INSTRUCTIONS TO FOLLOW: Only the lines from the one containing "Where can you spot the large" through the final line of the material below should be output, exactly as they stand.

DATA TO PROCESS:
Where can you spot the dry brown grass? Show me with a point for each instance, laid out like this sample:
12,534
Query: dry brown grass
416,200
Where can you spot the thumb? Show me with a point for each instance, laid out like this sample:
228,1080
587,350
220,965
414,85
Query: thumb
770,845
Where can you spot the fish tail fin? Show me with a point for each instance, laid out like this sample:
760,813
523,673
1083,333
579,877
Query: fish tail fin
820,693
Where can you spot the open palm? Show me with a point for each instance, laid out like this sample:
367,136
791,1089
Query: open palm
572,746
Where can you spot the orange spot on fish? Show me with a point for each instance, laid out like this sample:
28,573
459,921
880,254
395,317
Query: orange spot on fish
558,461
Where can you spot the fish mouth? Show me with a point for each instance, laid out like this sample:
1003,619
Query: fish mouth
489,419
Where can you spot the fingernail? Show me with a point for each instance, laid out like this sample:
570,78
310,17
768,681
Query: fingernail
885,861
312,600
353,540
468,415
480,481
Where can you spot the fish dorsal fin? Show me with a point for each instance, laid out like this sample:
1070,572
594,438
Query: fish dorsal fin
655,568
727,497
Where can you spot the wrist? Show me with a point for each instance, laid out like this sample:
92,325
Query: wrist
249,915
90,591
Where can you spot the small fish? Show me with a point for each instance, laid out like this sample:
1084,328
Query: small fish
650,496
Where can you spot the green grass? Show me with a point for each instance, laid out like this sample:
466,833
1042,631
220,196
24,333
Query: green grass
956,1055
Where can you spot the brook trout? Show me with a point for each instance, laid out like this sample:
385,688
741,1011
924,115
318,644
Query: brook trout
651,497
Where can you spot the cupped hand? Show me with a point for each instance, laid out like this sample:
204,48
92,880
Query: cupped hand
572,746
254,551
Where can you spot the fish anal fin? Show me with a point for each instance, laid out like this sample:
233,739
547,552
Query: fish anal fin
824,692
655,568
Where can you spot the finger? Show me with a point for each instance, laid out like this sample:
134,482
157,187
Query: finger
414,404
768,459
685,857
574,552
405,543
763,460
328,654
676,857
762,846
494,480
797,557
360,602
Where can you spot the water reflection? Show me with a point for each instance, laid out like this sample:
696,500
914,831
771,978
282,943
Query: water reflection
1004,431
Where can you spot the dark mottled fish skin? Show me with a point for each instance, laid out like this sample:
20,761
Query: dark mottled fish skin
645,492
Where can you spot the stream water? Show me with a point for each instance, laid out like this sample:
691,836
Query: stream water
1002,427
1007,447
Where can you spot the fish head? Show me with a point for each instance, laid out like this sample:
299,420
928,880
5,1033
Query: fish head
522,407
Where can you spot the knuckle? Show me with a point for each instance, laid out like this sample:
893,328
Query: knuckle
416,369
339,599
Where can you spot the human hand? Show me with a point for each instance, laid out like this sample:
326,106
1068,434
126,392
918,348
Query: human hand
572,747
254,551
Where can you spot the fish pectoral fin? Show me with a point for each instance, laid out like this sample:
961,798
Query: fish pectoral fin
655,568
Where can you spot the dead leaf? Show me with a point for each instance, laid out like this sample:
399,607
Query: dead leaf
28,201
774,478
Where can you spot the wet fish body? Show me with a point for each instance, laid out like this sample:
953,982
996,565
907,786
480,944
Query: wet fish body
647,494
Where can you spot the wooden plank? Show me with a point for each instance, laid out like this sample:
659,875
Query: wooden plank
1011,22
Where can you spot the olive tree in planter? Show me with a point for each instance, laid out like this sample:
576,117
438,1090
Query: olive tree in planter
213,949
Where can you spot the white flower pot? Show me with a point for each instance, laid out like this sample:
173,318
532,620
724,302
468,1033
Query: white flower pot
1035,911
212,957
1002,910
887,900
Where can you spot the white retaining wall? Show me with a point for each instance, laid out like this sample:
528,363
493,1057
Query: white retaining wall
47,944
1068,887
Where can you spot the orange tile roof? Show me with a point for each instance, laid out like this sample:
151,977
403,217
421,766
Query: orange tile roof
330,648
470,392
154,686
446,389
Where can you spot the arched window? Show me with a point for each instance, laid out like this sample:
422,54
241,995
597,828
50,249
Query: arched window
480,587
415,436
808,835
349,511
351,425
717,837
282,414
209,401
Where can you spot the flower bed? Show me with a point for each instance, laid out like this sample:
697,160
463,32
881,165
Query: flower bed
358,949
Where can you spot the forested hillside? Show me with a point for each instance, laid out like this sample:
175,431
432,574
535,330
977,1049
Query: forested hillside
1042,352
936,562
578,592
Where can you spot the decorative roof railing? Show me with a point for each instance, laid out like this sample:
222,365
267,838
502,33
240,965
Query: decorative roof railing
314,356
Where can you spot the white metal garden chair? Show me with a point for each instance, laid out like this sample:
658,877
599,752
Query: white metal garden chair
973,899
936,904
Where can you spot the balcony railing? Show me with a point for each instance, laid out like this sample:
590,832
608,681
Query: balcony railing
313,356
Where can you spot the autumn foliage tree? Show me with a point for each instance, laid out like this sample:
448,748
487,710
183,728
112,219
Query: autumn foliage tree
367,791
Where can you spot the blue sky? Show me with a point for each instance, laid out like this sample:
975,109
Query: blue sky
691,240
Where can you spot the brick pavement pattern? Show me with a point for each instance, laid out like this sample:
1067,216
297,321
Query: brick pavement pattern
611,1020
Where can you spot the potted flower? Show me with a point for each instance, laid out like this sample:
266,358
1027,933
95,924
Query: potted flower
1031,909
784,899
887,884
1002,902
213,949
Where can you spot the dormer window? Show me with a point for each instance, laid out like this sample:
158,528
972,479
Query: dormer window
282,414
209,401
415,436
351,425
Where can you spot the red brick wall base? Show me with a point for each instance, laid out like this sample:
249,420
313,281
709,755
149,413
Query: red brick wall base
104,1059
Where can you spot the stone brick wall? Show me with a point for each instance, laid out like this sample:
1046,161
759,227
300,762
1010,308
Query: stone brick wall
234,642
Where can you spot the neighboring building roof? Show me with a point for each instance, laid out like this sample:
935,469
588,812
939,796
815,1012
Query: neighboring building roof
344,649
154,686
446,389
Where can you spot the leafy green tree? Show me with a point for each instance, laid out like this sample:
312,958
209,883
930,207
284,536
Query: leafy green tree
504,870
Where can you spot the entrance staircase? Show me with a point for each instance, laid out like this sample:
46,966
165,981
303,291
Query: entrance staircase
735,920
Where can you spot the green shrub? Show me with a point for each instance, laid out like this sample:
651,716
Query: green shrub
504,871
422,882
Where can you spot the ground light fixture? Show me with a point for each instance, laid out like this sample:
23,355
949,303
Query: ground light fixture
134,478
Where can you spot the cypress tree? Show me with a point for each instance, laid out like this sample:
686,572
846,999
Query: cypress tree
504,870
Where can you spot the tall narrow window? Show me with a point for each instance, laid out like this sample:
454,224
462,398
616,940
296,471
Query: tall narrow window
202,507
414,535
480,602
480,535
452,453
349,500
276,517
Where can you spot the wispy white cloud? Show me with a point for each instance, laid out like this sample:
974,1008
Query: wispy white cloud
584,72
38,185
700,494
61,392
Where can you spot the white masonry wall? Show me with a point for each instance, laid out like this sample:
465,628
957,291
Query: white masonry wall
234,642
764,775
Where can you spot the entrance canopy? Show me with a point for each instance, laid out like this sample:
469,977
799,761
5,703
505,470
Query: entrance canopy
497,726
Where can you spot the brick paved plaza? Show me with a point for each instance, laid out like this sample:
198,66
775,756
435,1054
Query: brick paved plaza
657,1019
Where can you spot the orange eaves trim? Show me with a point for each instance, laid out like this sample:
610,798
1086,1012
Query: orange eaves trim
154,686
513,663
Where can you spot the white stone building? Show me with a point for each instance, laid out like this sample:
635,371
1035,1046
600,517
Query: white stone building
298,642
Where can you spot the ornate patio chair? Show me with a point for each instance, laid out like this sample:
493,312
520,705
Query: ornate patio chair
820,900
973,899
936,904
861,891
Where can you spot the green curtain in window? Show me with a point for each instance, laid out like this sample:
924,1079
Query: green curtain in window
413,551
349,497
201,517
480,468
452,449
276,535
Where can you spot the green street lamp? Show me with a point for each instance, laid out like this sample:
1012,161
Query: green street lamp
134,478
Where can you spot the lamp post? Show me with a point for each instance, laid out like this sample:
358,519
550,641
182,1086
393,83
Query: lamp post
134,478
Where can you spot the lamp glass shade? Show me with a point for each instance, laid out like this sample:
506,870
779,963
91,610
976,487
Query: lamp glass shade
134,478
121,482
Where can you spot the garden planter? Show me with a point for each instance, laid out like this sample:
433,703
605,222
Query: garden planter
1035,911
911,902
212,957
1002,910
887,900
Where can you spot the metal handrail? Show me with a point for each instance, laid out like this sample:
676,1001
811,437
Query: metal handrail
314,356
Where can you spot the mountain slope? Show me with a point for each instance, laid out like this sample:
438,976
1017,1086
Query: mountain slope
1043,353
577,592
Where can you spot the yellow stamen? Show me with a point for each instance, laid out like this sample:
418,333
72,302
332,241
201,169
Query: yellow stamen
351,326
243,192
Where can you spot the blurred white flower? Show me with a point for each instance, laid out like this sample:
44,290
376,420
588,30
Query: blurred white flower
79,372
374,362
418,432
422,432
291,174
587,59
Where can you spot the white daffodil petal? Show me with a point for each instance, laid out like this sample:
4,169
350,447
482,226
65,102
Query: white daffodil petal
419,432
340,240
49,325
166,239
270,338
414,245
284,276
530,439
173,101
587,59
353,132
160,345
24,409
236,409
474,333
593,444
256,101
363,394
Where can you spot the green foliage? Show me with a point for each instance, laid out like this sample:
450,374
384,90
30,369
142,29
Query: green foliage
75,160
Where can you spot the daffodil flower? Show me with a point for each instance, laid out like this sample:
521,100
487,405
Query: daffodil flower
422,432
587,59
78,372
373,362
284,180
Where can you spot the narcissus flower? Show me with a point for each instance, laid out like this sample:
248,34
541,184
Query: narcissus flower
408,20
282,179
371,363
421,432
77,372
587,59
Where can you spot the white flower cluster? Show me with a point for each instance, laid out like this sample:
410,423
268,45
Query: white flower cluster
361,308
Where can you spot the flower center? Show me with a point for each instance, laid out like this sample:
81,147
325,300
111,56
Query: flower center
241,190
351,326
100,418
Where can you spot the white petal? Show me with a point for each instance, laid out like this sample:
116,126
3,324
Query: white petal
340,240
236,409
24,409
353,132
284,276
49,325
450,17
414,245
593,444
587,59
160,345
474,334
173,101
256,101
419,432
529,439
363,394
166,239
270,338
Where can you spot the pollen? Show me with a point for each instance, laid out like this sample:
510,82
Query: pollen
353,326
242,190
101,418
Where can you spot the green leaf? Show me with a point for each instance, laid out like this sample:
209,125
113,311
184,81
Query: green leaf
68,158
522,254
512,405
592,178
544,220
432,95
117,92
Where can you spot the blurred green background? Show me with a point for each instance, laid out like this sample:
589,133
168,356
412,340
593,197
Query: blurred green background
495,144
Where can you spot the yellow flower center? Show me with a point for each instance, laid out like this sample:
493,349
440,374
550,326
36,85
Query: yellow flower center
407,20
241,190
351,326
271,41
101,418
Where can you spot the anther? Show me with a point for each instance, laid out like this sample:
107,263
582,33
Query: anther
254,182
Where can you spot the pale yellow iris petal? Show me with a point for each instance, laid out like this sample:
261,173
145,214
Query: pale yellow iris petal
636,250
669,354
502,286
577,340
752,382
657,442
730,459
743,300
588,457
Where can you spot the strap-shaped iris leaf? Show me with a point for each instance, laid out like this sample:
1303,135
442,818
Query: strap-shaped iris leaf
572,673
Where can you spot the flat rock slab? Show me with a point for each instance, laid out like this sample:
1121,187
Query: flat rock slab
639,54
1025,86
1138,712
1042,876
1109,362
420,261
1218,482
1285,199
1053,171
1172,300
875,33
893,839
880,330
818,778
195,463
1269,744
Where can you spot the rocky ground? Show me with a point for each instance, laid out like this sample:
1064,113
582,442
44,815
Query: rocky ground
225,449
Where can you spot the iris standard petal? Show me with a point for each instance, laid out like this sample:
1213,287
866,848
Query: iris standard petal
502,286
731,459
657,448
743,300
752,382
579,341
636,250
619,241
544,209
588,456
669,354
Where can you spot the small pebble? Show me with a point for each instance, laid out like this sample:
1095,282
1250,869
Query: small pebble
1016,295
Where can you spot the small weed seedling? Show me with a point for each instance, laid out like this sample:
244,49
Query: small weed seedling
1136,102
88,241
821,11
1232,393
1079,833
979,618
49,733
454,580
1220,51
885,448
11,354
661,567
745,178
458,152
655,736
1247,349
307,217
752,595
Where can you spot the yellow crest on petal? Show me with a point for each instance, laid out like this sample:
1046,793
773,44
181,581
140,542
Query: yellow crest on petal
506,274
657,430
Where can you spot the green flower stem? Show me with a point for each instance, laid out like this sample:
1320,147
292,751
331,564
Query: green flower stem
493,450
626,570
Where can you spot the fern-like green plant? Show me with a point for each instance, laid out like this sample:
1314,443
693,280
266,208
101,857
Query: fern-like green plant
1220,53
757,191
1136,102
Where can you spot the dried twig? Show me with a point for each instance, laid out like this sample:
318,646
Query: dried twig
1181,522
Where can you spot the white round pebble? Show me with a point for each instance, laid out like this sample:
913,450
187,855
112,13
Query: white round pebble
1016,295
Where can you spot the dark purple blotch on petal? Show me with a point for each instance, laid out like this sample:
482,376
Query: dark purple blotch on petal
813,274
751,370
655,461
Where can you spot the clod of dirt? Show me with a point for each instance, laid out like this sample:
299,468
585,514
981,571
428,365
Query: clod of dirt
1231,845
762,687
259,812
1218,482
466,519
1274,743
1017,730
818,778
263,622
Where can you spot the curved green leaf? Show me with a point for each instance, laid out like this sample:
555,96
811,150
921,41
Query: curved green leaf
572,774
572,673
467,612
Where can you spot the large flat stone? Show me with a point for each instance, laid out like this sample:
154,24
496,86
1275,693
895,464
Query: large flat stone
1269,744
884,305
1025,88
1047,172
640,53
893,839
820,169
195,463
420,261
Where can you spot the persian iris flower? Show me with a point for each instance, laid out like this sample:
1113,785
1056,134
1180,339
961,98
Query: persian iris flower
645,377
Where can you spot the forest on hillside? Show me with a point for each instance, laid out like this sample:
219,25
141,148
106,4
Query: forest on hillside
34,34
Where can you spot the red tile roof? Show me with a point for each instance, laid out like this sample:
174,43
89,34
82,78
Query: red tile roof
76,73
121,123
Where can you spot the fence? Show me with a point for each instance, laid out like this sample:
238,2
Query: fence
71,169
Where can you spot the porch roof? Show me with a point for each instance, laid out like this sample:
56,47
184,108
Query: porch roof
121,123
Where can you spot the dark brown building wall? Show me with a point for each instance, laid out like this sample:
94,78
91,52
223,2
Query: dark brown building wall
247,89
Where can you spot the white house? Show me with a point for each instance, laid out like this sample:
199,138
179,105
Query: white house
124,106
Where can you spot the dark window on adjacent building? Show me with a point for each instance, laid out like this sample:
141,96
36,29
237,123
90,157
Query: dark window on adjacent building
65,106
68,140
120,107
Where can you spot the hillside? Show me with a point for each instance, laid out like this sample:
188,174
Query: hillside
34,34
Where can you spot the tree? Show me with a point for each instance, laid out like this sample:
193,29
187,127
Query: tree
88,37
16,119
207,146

REPLY TO THE EXERCISE:
Where can you spot the large flat stone? Show me with a point for each instance, laid out like this sample:
154,24
496,86
1275,693
895,464
Query: large flat stone
1269,744
884,305
1025,88
1047,172
640,53
893,839
820,169
195,463
420,261
Where can you spot the persian iris flower? Show me with a point for each instance, laid out like this sample:
1113,785
1056,134
1180,339
961,98
Query: persian iris flower
645,377
Where can you spot the forest on hillside? Show me with a point for each instance, laid out like this sample:
219,25
141,148
106,4
Query: forest on hillside
34,34
Where can you spot the red tile roof? Show me with a point for each instance, laid out like this sample:
174,43
89,34
82,78
Query: red tile roof
76,73
121,123
Where can you spot the fence? Show me with a point for each instance, laid out like this sample:
238,2
Query: fence
71,169
Where can you spot the porch roof? Show me with a point for each instance, laid out like this sample:
56,47
184,108
Query: porch roof
121,123
Where can you spot the dark brown building wall? Show me with a point for each instance, laid out like this sample:
94,78
91,52
223,2
Query: dark brown building wall
247,89
Where can you spot the white house? Show me with a point for each instance, laid out like this sample:
199,138
179,105
Query: white house
124,106
Where can you spot the dark window on adjacent building? Show me with a point for each instance, laid out like this sample:
141,96
36,29
237,123
90,157
Query: dark window on adjacent building
65,106
68,140
120,107
Where can you spot the hillside? Show me with a point for each instance, laid out like this sample:
188,174
Query: hillside
34,34
Where can you spot the tree? Show me with a point for each instance, laid out like this sample:
193,29
187,127
Query: tree
88,37
16,119
207,146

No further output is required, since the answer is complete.